> _Exercise description_:
All lines from the entries below that contain the string "antenna" should be copied out.

> _Data shown_:
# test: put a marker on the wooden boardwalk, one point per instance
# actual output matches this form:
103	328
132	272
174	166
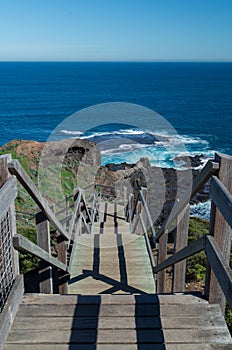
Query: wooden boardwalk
111	260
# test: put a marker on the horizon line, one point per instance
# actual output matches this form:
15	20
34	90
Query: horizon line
122	61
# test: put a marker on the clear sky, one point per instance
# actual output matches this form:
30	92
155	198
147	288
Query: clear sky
115	30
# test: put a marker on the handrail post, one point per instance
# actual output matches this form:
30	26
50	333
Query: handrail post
4	175
43	241
181	241
162	255
221	231
62	256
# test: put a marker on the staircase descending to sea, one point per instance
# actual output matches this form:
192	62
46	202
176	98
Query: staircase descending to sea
105	289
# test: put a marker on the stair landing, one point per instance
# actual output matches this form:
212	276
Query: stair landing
111	260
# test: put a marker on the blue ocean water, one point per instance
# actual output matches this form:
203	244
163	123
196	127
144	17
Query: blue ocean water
195	98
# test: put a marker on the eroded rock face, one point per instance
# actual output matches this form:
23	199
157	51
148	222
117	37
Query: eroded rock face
49	153
166	187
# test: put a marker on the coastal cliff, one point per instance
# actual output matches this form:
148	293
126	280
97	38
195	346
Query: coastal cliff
165	186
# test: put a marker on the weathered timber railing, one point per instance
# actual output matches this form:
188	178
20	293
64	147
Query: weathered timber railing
10	172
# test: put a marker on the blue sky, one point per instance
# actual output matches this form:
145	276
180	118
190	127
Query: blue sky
115	30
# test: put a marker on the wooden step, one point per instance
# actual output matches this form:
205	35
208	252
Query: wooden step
183	346
127	322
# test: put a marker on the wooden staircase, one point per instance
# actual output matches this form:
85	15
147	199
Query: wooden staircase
111	260
110	300
125	322
113	305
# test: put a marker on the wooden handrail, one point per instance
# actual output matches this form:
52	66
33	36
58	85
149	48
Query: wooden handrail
150	222
222	198
204	175
76	207
8	193
147	241
220	267
23	244
16	169
215	258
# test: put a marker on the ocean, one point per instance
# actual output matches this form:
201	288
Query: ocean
111	103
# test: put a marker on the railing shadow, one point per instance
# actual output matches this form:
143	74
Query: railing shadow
84	329
148	323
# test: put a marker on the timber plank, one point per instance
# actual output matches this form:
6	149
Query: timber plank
69	323
119	336
29	299
185	346
166	310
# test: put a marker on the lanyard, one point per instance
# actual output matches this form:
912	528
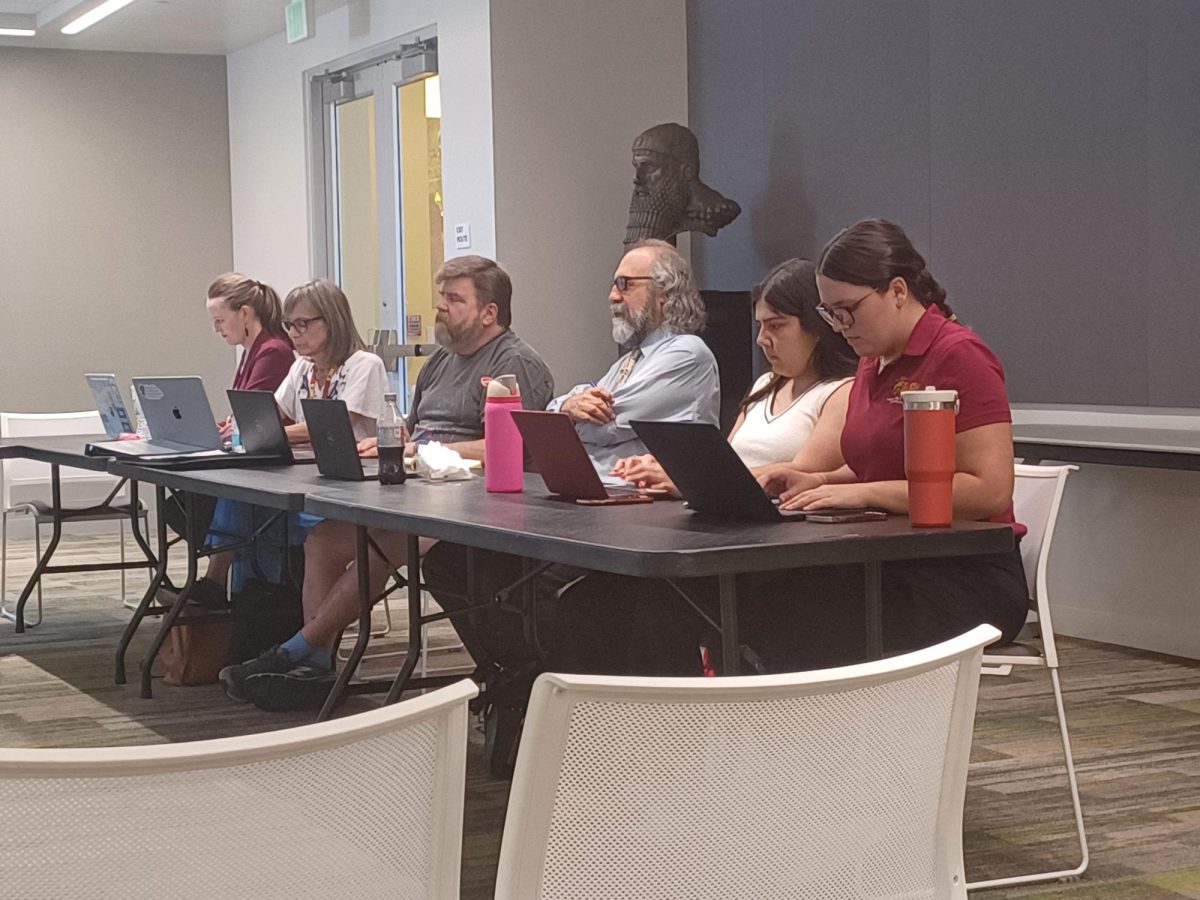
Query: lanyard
312	383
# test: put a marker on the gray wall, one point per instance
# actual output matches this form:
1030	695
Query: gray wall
114	219
574	82
1044	156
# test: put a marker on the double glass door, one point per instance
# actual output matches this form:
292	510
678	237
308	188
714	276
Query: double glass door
379	223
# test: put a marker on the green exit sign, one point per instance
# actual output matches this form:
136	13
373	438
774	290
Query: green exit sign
299	18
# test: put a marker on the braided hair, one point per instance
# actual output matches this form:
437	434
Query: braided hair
875	251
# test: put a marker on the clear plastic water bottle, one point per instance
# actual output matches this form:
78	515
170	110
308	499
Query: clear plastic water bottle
142	427
390	432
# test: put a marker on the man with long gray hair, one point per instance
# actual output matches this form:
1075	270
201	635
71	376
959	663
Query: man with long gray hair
666	375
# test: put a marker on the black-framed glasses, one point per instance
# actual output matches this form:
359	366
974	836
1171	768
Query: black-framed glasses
841	316
300	325
622	282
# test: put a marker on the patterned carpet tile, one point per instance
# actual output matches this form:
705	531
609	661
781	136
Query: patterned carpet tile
1134	724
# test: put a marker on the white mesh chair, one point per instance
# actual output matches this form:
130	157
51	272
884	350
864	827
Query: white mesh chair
845	783
1037	495
24	486
288	814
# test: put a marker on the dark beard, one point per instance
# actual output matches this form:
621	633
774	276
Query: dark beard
657	215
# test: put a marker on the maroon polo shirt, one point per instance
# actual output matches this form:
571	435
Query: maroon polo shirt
265	364
940	354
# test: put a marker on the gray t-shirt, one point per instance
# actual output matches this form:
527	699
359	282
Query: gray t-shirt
448	405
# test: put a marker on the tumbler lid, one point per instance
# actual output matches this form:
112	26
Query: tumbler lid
930	399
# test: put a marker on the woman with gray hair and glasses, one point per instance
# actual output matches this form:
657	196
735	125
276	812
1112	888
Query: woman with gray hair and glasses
333	365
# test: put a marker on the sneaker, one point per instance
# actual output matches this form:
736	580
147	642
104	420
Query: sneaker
503	725
233	678
297	689
205	593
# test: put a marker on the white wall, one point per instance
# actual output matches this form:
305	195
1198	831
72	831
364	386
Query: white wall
574	82
114	193
268	138
1126	558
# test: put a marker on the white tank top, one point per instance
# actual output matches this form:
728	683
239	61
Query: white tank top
765	438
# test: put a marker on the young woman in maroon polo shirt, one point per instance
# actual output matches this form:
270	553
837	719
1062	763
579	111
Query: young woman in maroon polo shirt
877	293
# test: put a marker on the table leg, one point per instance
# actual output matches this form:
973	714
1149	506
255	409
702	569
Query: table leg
363	569
168	621
874	594
414	621
45	561
133	523
160	576
731	654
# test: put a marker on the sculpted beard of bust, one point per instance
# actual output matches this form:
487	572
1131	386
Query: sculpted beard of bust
669	196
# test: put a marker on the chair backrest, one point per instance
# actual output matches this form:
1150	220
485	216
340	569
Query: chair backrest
845	783
365	807
25	479
1037	496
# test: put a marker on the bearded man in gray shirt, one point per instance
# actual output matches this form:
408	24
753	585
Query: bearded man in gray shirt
473	329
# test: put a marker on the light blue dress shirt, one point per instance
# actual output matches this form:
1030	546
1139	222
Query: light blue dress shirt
676	381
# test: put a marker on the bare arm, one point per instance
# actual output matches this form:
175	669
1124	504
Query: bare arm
819	460
822	450
983	483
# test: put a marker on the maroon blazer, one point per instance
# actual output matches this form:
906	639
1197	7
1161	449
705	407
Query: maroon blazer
265	364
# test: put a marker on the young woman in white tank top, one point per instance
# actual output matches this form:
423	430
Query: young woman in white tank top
797	408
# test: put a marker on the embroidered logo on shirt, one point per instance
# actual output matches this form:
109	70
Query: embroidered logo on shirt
904	384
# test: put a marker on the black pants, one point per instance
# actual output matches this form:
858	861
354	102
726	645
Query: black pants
793	619
203	508
492	635
615	627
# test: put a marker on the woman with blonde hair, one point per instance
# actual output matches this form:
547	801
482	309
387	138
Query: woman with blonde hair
245	313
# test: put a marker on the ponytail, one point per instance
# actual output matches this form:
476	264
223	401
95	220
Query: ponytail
238	291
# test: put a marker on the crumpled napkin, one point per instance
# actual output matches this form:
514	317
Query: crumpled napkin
436	461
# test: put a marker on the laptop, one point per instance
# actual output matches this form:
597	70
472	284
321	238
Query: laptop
334	443
261	426
111	405
180	420
709	473
564	463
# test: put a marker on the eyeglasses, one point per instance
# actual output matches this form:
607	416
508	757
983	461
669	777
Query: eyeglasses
300	325
622	282
841	316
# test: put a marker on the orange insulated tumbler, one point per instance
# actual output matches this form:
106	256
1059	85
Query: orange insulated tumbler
929	460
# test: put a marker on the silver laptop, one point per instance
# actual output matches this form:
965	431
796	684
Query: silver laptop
109	403
178	414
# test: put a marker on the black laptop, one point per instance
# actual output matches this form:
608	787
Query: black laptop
563	461
334	443
261	426
709	473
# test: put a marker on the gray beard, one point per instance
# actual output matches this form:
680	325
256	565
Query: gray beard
631	328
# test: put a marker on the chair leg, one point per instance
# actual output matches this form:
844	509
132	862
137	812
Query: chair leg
4	562
37	555
1069	761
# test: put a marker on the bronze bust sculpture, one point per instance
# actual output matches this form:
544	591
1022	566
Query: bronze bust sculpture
669	196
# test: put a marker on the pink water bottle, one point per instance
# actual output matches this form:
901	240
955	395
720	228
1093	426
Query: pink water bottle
929	455
503	447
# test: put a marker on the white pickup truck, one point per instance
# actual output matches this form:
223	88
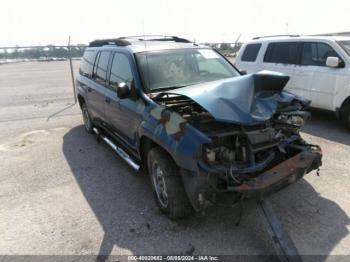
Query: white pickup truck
319	67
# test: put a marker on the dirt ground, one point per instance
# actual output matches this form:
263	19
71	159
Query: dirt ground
63	193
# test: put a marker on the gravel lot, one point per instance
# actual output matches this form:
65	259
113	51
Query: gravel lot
63	193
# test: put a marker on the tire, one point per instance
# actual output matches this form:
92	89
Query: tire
87	119
167	185
345	115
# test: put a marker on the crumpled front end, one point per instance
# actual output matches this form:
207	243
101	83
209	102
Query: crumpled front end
254	144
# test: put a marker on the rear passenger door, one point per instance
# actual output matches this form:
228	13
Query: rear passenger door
123	115
313	73
282	57
96	93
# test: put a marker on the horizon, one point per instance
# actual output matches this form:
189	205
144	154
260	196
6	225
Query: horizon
42	22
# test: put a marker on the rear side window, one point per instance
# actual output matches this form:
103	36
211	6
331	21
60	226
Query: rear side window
100	70
87	63
316	54
283	53
251	52
120	71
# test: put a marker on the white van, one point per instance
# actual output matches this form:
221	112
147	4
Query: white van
319	67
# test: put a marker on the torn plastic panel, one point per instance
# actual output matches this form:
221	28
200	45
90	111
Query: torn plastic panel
242	100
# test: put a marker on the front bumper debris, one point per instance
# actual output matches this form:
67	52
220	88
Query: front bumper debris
282	174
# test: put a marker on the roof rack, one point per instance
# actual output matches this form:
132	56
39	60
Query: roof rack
126	40
267	36
156	38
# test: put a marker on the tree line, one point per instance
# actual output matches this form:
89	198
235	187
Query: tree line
41	51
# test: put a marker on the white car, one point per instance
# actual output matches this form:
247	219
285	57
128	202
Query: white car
319	67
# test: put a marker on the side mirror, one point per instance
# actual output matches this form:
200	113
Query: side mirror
123	90
332	61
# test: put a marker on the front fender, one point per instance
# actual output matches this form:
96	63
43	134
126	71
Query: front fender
174	134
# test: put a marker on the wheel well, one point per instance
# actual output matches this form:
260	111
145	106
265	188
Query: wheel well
81	100
345	103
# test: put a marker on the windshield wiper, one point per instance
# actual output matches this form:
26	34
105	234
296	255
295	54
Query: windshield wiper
166	88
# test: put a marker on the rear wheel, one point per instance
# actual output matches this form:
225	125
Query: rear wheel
167	184
345	115
87	119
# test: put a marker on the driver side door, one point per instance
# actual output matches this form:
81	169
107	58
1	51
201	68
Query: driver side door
123	115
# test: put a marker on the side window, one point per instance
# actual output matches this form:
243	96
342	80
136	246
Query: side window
251	52
316	54
87	63
100	70
283	53
120	71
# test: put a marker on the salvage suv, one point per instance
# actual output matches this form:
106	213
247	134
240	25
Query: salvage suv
188	117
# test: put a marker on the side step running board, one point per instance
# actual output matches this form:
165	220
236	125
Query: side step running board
119	151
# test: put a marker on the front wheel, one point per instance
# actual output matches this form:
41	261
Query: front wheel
87	119
167	184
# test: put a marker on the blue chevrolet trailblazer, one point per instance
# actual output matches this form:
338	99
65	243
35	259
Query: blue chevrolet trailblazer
193	122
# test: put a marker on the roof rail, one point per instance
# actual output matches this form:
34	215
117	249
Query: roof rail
116	41
156	38
267	36
126	40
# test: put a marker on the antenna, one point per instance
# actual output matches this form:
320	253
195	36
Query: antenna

> _Your solution_:
# test: put a marker on the antenna, one point per instance
Query: antenna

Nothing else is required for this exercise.